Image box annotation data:

*-*-*

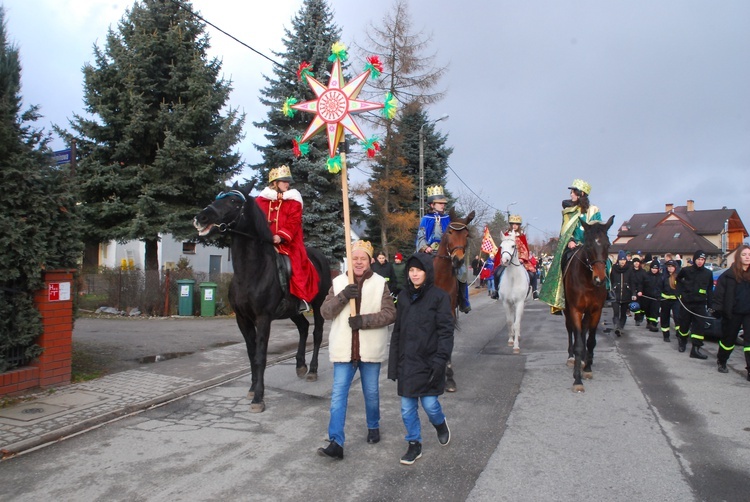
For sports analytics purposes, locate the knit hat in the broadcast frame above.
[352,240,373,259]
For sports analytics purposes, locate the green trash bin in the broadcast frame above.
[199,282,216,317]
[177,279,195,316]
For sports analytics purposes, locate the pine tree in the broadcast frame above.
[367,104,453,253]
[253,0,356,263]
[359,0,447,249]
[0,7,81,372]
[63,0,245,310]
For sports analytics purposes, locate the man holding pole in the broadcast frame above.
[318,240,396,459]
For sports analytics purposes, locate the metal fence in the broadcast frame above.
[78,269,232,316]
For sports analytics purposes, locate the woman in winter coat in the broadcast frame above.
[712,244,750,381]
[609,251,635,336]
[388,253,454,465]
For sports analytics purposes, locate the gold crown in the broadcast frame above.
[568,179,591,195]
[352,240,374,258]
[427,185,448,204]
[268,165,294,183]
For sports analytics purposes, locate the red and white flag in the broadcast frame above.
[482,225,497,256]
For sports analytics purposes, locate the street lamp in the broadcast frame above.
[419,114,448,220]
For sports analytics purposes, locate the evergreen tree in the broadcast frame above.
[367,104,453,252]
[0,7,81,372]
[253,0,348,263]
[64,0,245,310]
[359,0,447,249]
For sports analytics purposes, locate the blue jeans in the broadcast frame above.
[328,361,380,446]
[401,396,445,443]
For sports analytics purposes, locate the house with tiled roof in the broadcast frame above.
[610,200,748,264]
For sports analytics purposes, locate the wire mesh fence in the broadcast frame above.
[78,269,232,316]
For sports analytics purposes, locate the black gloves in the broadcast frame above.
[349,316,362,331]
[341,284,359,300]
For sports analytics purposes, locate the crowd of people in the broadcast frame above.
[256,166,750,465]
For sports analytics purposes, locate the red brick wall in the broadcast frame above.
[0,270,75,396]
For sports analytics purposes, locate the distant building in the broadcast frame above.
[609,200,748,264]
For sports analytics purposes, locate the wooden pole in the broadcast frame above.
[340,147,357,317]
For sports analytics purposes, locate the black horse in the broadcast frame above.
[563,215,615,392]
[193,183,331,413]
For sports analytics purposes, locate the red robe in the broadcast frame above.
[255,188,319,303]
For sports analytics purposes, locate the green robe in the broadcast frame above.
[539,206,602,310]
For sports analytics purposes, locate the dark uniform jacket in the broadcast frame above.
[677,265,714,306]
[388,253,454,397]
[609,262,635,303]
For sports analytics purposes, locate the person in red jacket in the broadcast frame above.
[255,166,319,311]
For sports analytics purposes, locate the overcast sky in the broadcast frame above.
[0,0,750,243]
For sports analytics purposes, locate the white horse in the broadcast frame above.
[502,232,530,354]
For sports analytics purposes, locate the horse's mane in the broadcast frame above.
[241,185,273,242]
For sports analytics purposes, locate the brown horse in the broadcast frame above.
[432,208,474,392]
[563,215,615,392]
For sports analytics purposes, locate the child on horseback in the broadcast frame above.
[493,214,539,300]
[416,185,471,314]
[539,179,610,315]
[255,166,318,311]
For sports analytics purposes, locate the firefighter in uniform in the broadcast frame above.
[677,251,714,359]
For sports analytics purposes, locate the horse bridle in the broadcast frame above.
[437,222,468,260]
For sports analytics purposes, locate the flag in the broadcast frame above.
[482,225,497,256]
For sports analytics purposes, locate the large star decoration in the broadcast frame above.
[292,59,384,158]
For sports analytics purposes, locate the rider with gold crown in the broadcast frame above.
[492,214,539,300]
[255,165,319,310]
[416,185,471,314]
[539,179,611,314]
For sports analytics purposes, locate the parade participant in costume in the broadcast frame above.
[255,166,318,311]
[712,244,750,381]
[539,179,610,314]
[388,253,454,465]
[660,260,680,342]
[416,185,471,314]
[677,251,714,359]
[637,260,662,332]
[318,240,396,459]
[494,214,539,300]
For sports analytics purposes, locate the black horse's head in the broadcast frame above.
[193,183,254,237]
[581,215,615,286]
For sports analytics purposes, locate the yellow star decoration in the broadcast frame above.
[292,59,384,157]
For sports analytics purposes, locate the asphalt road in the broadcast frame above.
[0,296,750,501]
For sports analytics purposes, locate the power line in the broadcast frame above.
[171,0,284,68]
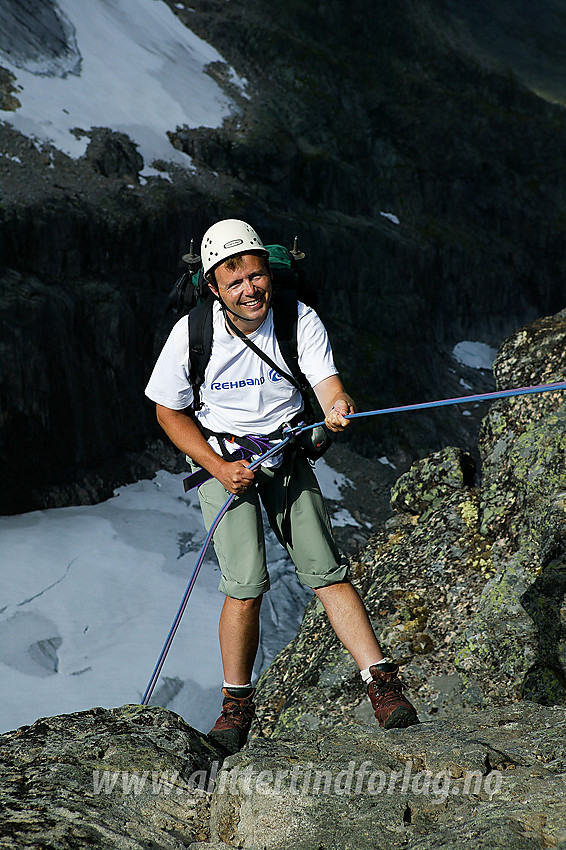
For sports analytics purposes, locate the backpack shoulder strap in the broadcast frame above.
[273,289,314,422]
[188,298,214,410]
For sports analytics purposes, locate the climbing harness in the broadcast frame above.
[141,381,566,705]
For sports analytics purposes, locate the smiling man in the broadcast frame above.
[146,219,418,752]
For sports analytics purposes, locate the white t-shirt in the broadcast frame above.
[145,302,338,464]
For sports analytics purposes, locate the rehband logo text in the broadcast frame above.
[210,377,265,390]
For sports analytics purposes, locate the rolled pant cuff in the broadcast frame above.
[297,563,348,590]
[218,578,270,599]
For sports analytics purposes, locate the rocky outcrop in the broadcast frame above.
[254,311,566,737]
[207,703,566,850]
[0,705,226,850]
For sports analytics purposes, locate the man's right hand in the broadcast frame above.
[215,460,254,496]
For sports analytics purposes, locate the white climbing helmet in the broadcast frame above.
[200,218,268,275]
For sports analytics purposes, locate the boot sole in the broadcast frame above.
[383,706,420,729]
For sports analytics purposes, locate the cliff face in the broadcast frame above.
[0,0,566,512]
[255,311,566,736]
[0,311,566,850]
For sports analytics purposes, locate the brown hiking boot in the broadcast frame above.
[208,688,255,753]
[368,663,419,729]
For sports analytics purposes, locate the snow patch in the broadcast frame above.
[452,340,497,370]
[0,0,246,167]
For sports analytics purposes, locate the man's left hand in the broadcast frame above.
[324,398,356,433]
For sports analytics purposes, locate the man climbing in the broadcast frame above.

*-*-*

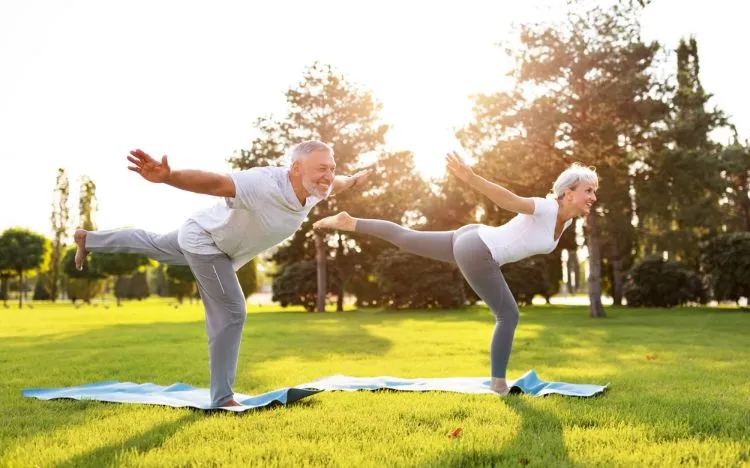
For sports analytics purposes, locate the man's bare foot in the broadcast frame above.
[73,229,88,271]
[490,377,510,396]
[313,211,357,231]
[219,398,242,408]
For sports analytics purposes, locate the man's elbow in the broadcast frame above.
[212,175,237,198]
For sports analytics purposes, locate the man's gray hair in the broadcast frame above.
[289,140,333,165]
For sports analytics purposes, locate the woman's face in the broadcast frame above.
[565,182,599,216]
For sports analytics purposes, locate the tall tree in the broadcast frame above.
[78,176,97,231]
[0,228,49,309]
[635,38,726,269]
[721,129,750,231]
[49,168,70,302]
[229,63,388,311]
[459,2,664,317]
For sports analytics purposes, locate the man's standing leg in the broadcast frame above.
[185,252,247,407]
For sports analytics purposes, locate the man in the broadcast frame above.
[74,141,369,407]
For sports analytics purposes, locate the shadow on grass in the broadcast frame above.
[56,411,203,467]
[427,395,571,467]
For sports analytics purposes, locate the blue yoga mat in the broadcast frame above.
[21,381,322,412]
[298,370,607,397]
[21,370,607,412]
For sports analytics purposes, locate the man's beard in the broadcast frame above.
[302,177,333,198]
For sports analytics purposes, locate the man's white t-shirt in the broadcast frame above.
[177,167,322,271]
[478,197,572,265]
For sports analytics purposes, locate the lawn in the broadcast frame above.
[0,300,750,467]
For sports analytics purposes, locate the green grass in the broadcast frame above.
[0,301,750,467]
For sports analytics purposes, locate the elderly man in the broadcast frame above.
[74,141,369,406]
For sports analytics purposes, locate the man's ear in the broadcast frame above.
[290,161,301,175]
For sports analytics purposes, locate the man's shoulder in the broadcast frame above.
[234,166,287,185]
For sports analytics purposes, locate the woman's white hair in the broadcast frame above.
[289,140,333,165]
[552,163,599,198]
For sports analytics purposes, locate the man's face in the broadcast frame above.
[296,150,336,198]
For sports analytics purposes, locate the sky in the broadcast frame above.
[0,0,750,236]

*-*-*

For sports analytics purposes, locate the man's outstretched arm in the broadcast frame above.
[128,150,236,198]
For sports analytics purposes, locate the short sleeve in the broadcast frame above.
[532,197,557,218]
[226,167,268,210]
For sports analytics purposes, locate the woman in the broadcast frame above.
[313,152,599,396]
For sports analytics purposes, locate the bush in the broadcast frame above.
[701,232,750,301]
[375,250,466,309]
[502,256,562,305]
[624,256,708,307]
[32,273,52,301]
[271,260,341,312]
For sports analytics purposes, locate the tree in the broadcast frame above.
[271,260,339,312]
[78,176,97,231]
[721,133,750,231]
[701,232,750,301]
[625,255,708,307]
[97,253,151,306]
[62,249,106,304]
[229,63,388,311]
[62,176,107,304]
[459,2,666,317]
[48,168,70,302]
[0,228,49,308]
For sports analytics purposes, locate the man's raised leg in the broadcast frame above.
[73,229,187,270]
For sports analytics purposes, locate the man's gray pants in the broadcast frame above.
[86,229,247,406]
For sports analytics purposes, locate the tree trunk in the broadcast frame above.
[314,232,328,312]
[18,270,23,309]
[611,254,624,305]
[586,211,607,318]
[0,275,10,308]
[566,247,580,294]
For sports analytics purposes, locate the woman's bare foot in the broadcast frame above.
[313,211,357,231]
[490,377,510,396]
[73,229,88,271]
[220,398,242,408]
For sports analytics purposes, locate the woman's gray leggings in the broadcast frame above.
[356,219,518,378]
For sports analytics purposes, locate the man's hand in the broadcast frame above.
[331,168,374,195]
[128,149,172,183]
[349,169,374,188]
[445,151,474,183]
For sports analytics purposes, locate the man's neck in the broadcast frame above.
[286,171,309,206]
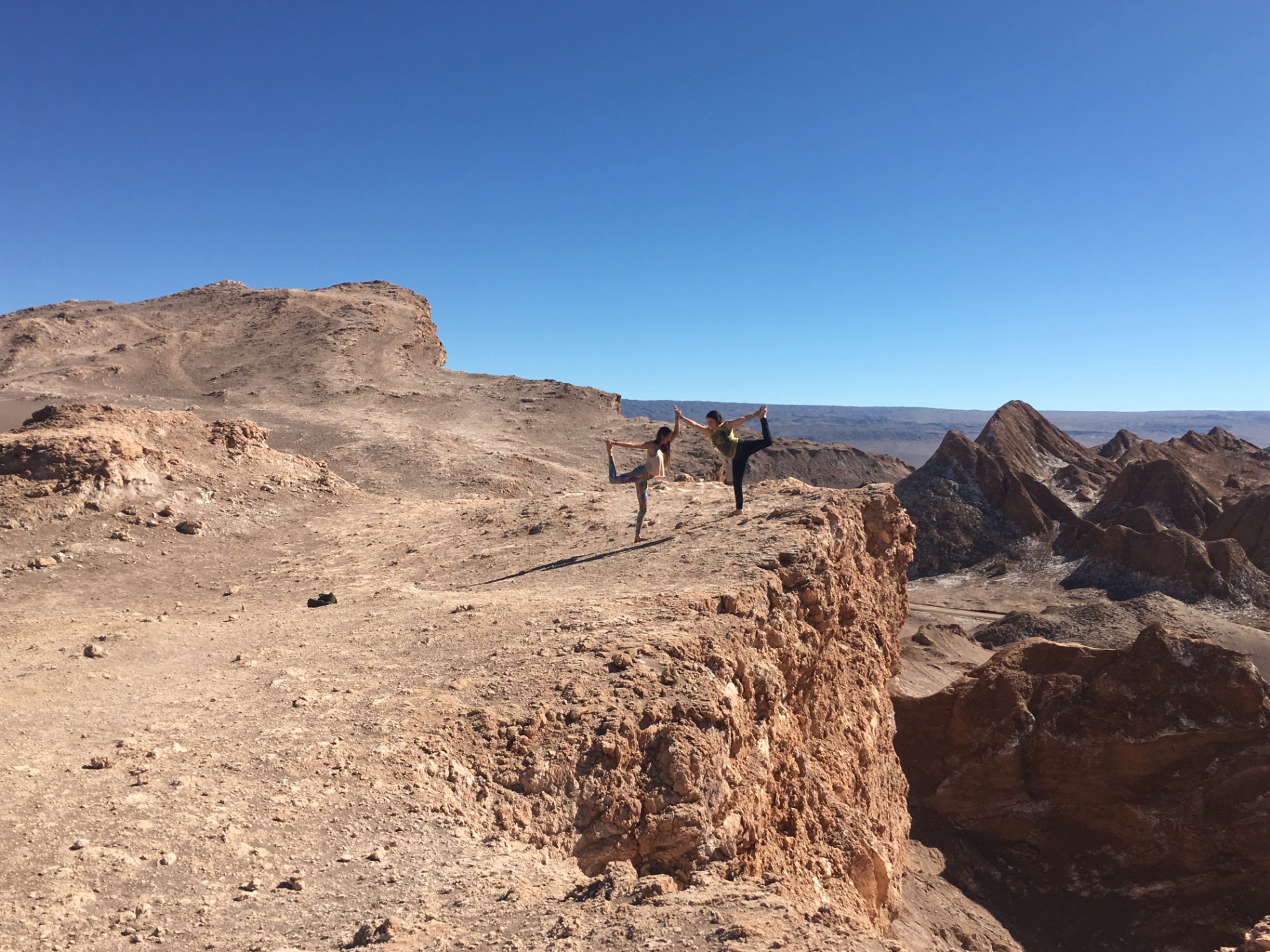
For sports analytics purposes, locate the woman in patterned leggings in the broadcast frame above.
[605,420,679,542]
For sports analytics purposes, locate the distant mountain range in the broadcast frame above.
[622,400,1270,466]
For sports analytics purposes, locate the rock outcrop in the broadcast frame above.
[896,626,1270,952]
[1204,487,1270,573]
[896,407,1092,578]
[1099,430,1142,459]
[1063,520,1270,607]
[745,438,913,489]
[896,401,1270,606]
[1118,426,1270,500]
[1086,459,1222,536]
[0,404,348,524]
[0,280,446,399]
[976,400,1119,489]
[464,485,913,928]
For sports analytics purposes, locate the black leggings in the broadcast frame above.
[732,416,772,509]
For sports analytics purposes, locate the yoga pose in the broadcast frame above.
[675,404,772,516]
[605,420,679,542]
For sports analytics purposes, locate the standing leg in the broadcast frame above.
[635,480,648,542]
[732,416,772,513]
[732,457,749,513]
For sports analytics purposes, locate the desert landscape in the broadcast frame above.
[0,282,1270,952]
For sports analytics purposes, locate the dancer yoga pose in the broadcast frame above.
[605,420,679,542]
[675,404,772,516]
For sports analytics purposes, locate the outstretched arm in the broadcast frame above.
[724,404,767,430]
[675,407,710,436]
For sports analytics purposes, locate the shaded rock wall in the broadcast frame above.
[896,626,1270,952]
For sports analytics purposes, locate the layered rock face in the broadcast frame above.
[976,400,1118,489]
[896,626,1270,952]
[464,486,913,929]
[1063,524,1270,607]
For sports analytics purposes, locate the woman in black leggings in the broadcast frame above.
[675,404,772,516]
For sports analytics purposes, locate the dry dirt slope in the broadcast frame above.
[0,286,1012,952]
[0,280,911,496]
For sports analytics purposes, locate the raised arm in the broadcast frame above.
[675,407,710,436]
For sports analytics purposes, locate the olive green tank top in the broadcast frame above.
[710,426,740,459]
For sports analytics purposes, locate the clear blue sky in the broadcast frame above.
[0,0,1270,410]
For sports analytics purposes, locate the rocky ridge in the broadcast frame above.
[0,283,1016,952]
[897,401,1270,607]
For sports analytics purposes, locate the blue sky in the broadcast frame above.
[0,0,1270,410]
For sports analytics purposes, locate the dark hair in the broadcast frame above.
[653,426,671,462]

*-*-*

WHAT THE TASK ASKS: Please copy out the data above word for word, from the line with "For sports analytics purposes, locate the flag" through the line with "[0,705,226,850]", including both of those lines. Leave the pictures out.

WRITTEN SOLUTION:
For sports analytics purposes, locate the flag in the broadcast frame above.
[482,225,497,256]
For sports analytics purposes, locate the large star decoration in the broadcast frame above.
[292,59,384,158]
For sports analytics purposes, locate the rider with gold crown in the broadcast frame above.
[492,214,539,300]
[255,165,319,310]
[416,185,471,314]
[539,179,611,314]
For sports analytics purposes, locate the parade participant in costume in the broadcast frame above.
[255,166,318,311]
[712,244,750,381]
[539,179,610,314]
[388,253,454,465]
[660,260,680,342]
[416,185,471,314]
[677,251,714,359]
[637,260,662,332]
[318,240,396,459]
[494,214,539,300]
For sports analytics purposes, locate the black horse's head in the broadcast frame above.
[193,183,254,237]
[581,215,615,286]
For sports analytics purposes, locate the yellow star decoration in the broadcast frame above.
[292,59,384,157]
For sports analytics purposes, locate the asphalt road in the broadcast frame above.
[0,296,750,501]
For sports analytics purposes, locate the power line in the broadcast frame above.
[171,0,284,68]
For sports analytics purposes, locate the backpack shoulder strap in the broadcast frame above.
[273,289,314,422]
[188,298,214,410]
For sports analytics purposes, locate the climbing harness in the broadcast frame above.
[141,381,566,705]
For sports analytics purposes, locate the smiling man in the broadcast frame above.
[146,219,418,752]
For sports analytics purposes, locate the white t-shirt in the broadcast frame above.
[145,302,338,464]
For sports analytics purposes, locate the rehband logo text in the broadcast frame above.
[210,377,265,390]
For sports analytics purposes, locate the rolled pant cuff in the broadcast frame above.
[297,563,348,590]
[218,578,270,599]
For sports analytics purposes, locate the rocky outcrop in the broadcast frame above.
[254,311,566,737]
[207,703,566,850]
[0,705,226,850]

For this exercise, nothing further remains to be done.